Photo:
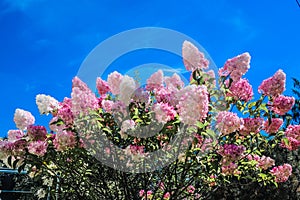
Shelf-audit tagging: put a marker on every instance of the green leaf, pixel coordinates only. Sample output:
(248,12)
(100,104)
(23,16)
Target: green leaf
(15,163)
(9,161)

* * *

Copy out all of the data above except the pictures. Keep the request lines, including their sample output, unchanged, and scale each answer coordinate by 0.6, rounding to whole numbers with halves rounded up.

Photo:
Shelf-audit tagging: put a marker on every instance of the green leaf, pixel coordinates only. Sample output:
(248,12)
(100,104)
(23,16)
Target: green leaf
(9,98)
(5,97)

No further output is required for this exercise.